━━ Listed records
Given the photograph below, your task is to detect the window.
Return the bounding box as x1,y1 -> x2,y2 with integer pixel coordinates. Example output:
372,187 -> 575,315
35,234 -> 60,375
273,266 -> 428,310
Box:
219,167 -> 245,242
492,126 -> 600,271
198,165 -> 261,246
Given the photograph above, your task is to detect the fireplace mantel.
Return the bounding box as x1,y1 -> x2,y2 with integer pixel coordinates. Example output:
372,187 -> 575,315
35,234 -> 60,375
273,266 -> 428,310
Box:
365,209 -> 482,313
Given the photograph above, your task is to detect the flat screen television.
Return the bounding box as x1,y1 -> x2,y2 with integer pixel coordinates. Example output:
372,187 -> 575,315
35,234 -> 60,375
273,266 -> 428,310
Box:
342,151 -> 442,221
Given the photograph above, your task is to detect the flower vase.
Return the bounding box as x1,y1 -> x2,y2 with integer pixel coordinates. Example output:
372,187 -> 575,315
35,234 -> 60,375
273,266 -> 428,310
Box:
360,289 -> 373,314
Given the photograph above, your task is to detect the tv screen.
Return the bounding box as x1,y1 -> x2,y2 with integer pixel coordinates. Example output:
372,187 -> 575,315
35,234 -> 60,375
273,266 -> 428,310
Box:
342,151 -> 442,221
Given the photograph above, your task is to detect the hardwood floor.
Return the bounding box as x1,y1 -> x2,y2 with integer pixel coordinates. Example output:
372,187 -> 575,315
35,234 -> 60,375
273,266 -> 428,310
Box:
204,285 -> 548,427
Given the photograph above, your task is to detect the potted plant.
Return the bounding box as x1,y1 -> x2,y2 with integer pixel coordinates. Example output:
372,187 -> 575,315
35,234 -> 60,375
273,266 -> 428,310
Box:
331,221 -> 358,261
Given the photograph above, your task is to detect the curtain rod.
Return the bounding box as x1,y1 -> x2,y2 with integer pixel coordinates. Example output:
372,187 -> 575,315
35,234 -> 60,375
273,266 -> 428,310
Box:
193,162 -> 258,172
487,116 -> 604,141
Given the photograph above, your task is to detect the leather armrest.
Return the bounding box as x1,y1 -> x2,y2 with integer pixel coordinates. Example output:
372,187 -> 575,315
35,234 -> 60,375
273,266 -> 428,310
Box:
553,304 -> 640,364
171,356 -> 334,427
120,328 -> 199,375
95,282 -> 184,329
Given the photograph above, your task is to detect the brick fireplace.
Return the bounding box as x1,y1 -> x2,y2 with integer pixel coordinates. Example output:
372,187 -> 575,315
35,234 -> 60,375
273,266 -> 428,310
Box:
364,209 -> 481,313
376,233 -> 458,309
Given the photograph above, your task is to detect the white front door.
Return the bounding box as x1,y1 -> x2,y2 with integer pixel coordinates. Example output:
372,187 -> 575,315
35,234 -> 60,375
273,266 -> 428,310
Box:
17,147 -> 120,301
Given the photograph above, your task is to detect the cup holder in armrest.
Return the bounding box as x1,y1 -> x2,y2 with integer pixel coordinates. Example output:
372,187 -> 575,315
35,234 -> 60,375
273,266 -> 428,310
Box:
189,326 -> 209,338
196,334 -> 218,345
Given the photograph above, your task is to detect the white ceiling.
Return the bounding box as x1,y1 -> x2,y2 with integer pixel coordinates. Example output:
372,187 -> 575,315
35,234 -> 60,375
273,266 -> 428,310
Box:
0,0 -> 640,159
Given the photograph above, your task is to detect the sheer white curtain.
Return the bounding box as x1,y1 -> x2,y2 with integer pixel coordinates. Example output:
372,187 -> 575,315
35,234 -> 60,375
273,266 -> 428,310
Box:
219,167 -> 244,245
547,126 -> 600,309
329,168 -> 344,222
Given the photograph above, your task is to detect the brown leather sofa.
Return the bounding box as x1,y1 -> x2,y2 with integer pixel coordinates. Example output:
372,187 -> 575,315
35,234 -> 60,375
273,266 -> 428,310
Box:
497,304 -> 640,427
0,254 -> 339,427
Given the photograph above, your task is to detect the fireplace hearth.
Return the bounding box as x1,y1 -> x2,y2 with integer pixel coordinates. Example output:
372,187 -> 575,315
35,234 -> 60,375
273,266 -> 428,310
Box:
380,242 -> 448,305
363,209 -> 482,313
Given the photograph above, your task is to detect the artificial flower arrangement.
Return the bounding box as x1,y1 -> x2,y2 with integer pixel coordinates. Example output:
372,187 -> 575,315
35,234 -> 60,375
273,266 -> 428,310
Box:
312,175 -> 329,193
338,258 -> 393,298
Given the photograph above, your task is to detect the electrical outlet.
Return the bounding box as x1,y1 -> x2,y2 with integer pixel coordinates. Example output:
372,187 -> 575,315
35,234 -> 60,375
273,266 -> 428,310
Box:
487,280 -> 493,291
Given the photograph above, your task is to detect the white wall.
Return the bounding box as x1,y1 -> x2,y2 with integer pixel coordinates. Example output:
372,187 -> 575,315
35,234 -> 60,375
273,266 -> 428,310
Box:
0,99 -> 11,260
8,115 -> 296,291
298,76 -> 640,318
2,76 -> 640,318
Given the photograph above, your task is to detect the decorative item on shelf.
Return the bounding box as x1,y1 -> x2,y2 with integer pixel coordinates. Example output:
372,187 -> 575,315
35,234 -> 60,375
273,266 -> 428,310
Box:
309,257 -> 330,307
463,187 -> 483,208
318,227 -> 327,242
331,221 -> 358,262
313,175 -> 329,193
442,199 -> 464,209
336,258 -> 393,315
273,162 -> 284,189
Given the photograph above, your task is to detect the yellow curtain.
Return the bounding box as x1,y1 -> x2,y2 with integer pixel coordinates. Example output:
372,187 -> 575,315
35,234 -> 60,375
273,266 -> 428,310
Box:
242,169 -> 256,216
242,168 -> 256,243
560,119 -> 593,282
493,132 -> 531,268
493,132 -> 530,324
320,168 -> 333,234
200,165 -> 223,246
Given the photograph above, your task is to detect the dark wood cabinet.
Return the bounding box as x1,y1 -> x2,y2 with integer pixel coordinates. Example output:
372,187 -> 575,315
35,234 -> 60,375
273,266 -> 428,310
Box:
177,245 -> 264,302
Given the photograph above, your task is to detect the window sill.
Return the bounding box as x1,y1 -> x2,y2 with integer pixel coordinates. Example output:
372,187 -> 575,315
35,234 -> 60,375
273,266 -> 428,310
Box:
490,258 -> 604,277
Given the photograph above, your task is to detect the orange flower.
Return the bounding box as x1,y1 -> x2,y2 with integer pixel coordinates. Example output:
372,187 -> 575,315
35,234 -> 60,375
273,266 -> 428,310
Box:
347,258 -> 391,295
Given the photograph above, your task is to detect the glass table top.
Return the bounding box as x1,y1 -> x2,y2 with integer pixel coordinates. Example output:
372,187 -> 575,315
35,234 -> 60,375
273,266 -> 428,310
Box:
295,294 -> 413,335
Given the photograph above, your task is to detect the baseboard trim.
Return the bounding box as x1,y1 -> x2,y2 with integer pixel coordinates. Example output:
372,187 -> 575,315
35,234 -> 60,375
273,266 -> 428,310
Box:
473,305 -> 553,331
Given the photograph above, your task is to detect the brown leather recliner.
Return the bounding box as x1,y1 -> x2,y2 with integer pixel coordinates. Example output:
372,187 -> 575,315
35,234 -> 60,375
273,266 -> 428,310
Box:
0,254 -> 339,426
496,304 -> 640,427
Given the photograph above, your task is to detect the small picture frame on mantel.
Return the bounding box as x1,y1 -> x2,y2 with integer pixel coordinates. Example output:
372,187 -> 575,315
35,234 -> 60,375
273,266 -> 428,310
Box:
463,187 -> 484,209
━━━━
## Brief
Copy every line of the material above, beginning with its first line and stopping after the line that contains "360,289 -> 373,314". Add -108 to each bounding-box coordinate in the answers, and leave all other numbers unchanged.

## Exercise output
Given the photograph below, your task is to detect the window.
Return the bounding box as x1,y1 -> x2,y2 with integer pixel coordinates. Example output:
372,187 -> 575,315
35,234 -> 60,375
273,266 -> 428,310
Box:
111,59 -> 137,134
384,18 -> 492,163
90,57 -> 153,138
Given the photograph above, your task is to detect the fireplace mantel.
Return the bounding box as x1,y1 -> x2,y2 with integer pixel coordinates. Example output:
372,187 -> 575,315
35,234 -> 60,375
273,266 -> 428,310
Box:
257,101 -> 374,205
Given the photograph above, your task is to detect the flat screen television.
Return the bounding box as x1,y1 -> x2,y2 with integer pixel coordinates. Example output:
372,187 -> 575,315
35,234 -> 60,375
273,266 -> 428,310
Box:
234,43 -> 334,113
Given the photograph above, your task is to detect the flower vase.
Return the bounding box as x1,y1 -> x2,y2 with integer pixel coordinates. Example output:
372,187 -> 575,315
35,234 -> 60,375
273,266 -> 428,310
Box:
252,181 -> 265,206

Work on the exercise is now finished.